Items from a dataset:
──────────

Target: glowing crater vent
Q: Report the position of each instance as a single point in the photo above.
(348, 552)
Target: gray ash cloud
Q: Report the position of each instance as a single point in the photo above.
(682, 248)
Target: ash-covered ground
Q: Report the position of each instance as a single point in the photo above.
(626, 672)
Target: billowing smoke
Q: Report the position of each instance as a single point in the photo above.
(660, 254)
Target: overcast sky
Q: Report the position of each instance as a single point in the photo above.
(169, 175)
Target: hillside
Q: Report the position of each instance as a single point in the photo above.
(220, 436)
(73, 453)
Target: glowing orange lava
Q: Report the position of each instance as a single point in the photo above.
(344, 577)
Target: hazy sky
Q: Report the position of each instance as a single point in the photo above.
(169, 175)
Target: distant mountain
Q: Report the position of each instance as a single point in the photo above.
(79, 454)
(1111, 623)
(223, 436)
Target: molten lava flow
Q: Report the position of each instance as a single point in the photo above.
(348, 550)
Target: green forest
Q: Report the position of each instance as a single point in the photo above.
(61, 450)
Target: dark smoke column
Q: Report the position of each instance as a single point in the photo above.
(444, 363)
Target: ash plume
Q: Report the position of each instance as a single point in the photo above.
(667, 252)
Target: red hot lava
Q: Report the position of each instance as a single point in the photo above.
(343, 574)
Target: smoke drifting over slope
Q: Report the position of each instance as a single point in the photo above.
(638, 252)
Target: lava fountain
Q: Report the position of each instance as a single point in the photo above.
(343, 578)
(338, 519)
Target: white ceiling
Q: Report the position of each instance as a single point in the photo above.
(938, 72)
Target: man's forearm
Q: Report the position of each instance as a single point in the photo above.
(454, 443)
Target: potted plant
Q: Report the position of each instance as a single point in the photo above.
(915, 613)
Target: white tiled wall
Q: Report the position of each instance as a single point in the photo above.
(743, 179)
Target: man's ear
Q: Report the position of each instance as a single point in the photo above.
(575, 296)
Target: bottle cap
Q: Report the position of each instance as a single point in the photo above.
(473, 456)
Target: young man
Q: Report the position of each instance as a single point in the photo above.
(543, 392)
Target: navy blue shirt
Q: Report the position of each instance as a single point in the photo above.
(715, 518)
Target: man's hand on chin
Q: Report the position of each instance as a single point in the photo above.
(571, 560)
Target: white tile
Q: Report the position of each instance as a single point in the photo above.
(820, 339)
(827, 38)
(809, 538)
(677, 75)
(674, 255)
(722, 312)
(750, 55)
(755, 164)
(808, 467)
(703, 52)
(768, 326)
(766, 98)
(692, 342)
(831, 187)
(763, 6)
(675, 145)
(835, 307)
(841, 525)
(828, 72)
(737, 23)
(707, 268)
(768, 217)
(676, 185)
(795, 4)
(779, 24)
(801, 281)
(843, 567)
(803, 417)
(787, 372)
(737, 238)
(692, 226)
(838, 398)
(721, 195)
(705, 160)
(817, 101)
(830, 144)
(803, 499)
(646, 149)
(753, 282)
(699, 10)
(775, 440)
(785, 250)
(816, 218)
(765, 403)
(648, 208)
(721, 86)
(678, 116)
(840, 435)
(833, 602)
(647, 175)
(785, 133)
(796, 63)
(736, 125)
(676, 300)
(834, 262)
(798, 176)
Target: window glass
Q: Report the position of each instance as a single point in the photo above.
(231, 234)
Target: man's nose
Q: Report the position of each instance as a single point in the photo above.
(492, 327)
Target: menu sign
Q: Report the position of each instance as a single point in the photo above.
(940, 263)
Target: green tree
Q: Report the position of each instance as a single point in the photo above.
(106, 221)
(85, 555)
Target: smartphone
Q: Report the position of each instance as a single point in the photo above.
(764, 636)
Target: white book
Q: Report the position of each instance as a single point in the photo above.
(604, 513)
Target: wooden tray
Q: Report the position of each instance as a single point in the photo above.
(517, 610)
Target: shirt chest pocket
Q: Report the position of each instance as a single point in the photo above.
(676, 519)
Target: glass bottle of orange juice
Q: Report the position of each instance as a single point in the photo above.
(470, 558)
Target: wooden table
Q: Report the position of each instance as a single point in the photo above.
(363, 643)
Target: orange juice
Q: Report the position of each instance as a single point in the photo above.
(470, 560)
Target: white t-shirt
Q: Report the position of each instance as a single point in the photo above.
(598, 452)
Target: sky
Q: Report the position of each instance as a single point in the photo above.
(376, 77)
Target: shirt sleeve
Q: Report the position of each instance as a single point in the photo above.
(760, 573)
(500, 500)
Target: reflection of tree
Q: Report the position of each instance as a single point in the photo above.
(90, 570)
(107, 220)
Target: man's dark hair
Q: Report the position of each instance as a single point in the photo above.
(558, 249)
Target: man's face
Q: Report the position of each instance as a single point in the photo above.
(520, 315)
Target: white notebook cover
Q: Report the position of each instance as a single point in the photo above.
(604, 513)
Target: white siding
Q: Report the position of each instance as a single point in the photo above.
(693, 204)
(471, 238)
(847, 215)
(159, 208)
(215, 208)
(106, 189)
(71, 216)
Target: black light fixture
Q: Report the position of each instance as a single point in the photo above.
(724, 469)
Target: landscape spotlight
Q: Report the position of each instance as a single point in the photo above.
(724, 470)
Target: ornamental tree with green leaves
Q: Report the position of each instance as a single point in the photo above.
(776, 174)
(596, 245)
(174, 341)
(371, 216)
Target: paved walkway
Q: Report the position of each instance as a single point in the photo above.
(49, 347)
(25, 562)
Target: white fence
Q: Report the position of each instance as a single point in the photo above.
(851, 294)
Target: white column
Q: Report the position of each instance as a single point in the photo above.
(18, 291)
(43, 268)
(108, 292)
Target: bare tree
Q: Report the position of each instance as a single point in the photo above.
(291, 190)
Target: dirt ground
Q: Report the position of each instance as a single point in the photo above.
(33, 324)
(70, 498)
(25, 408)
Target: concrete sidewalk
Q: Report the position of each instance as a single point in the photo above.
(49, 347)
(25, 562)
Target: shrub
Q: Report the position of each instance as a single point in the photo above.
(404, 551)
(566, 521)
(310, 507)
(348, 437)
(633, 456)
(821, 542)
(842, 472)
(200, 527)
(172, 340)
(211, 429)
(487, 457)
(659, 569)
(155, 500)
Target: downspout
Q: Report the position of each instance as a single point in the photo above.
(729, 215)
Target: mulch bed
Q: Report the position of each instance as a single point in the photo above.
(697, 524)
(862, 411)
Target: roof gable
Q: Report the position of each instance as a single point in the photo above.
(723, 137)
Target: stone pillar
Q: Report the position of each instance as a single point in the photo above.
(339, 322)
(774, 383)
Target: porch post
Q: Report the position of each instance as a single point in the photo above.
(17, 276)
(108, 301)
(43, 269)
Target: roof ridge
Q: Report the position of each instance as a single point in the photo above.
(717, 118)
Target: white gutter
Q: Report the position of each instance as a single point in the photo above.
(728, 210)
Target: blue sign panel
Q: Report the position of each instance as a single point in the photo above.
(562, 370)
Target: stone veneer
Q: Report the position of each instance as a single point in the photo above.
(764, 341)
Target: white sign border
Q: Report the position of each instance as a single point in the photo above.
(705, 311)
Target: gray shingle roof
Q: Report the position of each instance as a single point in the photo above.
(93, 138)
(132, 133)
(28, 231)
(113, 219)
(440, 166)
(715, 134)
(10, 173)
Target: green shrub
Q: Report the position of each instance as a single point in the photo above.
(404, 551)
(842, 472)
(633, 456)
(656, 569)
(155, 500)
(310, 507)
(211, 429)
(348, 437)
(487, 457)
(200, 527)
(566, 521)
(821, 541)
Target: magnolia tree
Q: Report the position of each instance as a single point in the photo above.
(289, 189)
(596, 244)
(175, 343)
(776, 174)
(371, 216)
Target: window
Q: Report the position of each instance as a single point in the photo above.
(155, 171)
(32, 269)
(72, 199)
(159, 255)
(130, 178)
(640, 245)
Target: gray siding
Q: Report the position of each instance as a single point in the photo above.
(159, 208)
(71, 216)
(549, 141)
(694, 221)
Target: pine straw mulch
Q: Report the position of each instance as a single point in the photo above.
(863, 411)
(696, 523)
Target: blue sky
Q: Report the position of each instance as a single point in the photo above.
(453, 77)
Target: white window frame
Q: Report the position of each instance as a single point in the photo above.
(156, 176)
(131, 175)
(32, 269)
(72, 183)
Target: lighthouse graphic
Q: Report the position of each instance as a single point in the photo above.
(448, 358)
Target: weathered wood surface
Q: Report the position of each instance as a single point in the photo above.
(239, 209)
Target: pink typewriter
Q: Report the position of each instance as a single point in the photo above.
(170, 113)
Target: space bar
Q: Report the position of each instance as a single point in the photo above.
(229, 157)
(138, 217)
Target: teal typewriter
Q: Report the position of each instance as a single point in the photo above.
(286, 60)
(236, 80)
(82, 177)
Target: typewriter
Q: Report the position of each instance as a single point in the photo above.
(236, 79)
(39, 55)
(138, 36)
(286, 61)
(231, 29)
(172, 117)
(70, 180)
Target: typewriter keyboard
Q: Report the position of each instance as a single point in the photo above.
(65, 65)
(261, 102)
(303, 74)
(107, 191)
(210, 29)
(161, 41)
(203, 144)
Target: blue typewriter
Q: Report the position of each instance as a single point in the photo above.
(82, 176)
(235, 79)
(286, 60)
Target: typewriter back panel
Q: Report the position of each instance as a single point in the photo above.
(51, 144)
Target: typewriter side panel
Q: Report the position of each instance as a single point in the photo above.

──────────

• DIRECTIVE
From the "Target: pine straw mulch" line to the close of the listing, restate each line word for word.

• OUTPUT OF THE EXERCISE
Target: pine straw mulch
Q: Report the position of each instance as a single point in the photo above.
(863, 411)
(696, 523)
Target: blue sky
Q: Report the position of each instance as a single point in the photo above.
(453, 77)
Target: white window frame
Q: Report the position of each instance as a single point in the photo above.
(156, 176)
(131, 175)
(32, 269)
(72, 183)
Target: lighthouse graphic
Q: Report the position of each instance as a single point in the photo above.
(448, 358)
Target: weathered wood surface
Q: Report the position of each instance as a single point in the photo above.
(239, 209)
Target: pink typewriter
Q: Report the position of each instance as a single point in the photo above.
(170, 113)
Target: space bar
Q: Report the position of each instance as a single point in the photo above.
(229, 157)
(138, 217)
Target: teal typewriter
Q: Report the position of each instance as a single point in the photo above.
(286, 60)
(236, 80)
(82, 177)
Target: typewriter
Q: Report the position of each instance as a single point in the photo above.
(236, 79)
(39, 55)
(138, 36)
(286, 61)
(231, 29)
(172, 117)
(70, 180)
Target: typewriter keyboard
Q: Report the position of each instance as a single point in the photo above.
(65, 65)
(261, 102)
(303, 74)
(107, 191)
(210, 29)
(161, 41)
(203, 144)
Target: blue typewriter
Q: Report the position of each instance as a single point in the photo above.
(82, 176)
(235, 79)
(286, 60)
Target: typewriter back panel
Q: Report the position of each instance as a single point in the photo above.
(51, 144)
Target: typewriter side panel
Q: Report the position of each instance as a single point in the photo above.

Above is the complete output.